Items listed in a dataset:
● ● ●

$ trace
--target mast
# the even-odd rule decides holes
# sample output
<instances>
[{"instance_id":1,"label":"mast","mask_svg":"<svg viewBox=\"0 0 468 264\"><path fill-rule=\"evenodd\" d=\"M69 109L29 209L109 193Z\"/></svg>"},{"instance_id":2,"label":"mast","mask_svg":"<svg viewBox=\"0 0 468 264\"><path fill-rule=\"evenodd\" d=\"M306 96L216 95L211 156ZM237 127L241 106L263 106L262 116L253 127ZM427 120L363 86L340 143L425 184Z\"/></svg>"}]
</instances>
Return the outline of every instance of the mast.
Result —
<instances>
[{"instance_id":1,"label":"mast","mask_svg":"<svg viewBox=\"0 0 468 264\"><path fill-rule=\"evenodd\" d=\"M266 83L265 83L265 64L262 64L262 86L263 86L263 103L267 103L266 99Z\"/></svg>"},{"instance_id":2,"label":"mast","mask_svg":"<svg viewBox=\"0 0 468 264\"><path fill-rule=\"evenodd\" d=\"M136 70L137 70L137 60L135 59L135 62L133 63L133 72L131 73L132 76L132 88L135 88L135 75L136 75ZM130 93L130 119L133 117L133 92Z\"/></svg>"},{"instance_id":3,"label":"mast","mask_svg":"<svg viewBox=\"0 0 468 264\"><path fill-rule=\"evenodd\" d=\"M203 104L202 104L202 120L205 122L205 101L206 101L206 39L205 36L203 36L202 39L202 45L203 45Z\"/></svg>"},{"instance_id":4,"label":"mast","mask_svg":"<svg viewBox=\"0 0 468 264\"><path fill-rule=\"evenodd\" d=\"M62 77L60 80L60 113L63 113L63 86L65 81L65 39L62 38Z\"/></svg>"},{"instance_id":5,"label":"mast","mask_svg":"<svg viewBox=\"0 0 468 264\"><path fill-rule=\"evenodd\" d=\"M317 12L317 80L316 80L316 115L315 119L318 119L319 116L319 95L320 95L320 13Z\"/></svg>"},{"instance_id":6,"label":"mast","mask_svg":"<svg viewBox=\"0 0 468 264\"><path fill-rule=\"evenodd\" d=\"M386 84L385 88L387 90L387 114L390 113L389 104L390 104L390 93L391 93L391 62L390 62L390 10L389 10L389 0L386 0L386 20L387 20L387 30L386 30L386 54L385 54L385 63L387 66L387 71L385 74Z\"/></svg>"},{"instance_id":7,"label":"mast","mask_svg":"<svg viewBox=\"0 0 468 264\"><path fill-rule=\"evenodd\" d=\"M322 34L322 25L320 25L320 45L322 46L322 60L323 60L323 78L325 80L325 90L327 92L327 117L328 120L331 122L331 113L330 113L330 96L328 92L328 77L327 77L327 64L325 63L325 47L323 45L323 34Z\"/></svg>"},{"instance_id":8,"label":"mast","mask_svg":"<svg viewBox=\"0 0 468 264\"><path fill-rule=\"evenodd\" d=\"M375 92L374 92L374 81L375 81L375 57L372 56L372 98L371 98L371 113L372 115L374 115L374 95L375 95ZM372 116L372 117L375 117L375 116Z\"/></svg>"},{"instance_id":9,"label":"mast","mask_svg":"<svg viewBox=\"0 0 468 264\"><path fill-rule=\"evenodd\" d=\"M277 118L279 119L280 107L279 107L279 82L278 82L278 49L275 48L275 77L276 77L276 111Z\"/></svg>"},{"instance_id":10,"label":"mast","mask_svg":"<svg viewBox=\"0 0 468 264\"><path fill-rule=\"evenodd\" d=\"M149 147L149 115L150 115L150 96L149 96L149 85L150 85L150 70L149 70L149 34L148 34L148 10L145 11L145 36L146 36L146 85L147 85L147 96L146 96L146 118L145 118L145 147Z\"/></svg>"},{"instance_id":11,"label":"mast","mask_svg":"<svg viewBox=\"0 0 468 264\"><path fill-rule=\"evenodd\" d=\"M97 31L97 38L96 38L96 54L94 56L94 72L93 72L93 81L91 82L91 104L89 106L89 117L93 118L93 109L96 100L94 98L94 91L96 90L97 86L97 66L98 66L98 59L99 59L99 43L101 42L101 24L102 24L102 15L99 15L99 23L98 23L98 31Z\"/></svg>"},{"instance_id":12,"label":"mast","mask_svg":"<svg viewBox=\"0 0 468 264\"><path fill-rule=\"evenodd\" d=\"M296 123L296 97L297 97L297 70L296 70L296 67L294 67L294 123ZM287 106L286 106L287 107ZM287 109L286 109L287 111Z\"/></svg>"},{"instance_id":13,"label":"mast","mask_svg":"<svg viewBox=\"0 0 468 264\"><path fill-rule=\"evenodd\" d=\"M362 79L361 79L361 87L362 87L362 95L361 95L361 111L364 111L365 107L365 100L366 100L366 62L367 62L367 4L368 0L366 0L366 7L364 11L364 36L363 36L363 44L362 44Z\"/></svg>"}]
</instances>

● ● ●

ACTION ITEM
Exactly as written above, copy out all the records.

REPLY
$ trace
--target mast
# the even-odd rule decides holes
# sample output
<instances>
[{"instance_id":1,"label":"mast","mask_svg":"<svg viewBox=\"0 0 468 264\"><path fill-rule=\"evenodd\" d=\"M69 109L29 209L109 193Z\"/></svg>"},{"instance_id":2,"label":"mast","mask_svg":"<svg viewBox=\"0 0 468 264\"><path fill-rule=\"evenodd\" d=\"M306 96L216 95L211 156ZM237 127L241 106L263 106L262 116L253 127ZM427 120L363 86L340 143L425 184Z\"/></svg>"}]
</instances>
Return the outline of every instance of the mast.
Result —
<instances>
[{"instance_id":1,"label":"mast","mask_svg":"<svg viewBox=\"0 0 468 264\"><path fill-rule=\"evenodd\" d=\"M266 83L265 83L265 64L262 64L262 86L263 86L263 103L267 103L266 99Z\"/></svg>"},{"instance_id":2,"label":"mast","mask_svg":"<svg viewBox=\"0 0 468 264\"><path fill-rule=\"evenodd\" d=\"M136 70L137 70L137 60L135 59L135 62L133 63L133 72L131 73L132 76L132 88L135 88L135 75L136 75ZM130 93L130 119L133 117L133 92Z\"/></svg>"},{"instance_id":3,"label":"mast","mask_svg":"<svg viewBox=\"0 0 468 264\"><path fill-rule=\"evenodd\" d=\"M203 104L202 104L202 120L205 122L205 101L206 101L206 39L205 36L203 36L202 39L202 45L203 45Z\"/></svg>"},{"instance_id":4,"label":"mast","mask_svg":"<svg viewBox=\"0 0 468 264\"><path fill-rule=\"evenodd\" d=\"M62 77L60 80L60 113L63 113L63 86L65 81L65 39L62 38Z\"/></svg>"},{"instance_id":5,"label":"mast","mask_svg":"<svg viewBox=\"0 0 468 264\"><path fill-rule=\"evenodd\" d=\"M317 12L317 80L316 80L316 115L315 119L318 119L319 116L319 95L320 95L320 13Z\"/></svg>"},{"instance_id":6,"label":"mast","mask_svg":"<svg viewBox=\"0 0 468 264\"><path fill-rule=\"evenodd\" d=\"M386 84L385 88L387 90L387 114L390 113L389 104L390 104L390 93L391 93L391 62L390 62L390 10L389 10L389 0L386 0L386 20L387 20L387 30L386 30L386 54L385 54L385 63L387 66L387 71L385 74Z\"/></svg>"},{"instance_id":7,"label":"mast","mask_svg":"<svg viewBox=\"0 0 468 264\"><path fill-rule=\"evenodd\" d=\"M322 34L322 25L320 25L320 45L322 46L322 60L323 60L323 78L325 80L325 90L327 92L327 117L328 120L331 122L331 113L330 113L330 96L328 92L328 77L327 77L327 64L325 63L325 47L323 45L323 34Z\"/></svg>"},{"instance_id":8,"label":"mast","mask_svg":"<svg viewBox=\"0 0 468 264\"><path fill-rule=\"evenodd\" d=\"M375 92L374 92L374 81L375 81L375 57L372 56L372 98L371 98L371 113L372 115L374 115L374 95L375 95ZM372 116L372 117L375 117L375 116Z\"/></svg>"},{"instance_id":9,"label":"mast","mask_svg":"<svg viewBox=\"0 0 468 264\"><path fill-rule=\"evenodd\" d=\"M277 118L279 119L280 107L279 107L279 82L278 82L278 49L275 48L275 77L276 77L276 111Z\"/></svg>"},{"instance_id":10,"label":"mast","mask_svg":"<svg viewBox=\"0 0 468 264\"><path fill-rule=\"evenodd\" d=\"M149 147L149 115L150 115L150 96L149 96L149 85L150 85L150 70L149 70L149 34L148 34L148 10L145 11L145 36L146 36L146 85L147 85L147 96L146 96L146 118L145 118L145 147Z\"/></svg>"},{"instance_id":11,"label":"mast","mask_svg":"<svg viewBox=\"0 0 468 264\"><path fill-rule=\"evenodd\" d=\"M97 31L97 38L96 38L96 54L94 56L94 72L93 72L93 81L91 82L91 104L89 106L89 117L93 118L93 109L96 100L94 98L94 91L96 90L97 86L97 66L98 66L98 59L99 59L99 43L101 42L101 24L102 24L102 15L99 15L99 23L98 23L98 31Z\"/></svg>"},{"instance_id":12,"label":"mast","mask_svg":"<svg viewBox=\"0 0 468 264\"><path fill-rule=\"evenodd\" d=\"M296 123L296 97L297 97L297 70L296 70L296 67L294 67L294 123ZM287 106L286 106L287 107ZM287 109L286 109L287 111Z\"/></svg>"},{"instance_id":13,"label":"mast","mask_svg":"<svg viewBox=\"0 0 468 264\"><path fill-rule=\"evenodd\" d=\"M362 79L361 79L361 87L362 87L362 95L361 95L361 111L364 111L365 107L365 100L366 100L366 62L367 62L367 4L368 0L366 0L366 7L364 11L364 36L363 36L363 44L362 44Z\"/></svg>"}]
</instances>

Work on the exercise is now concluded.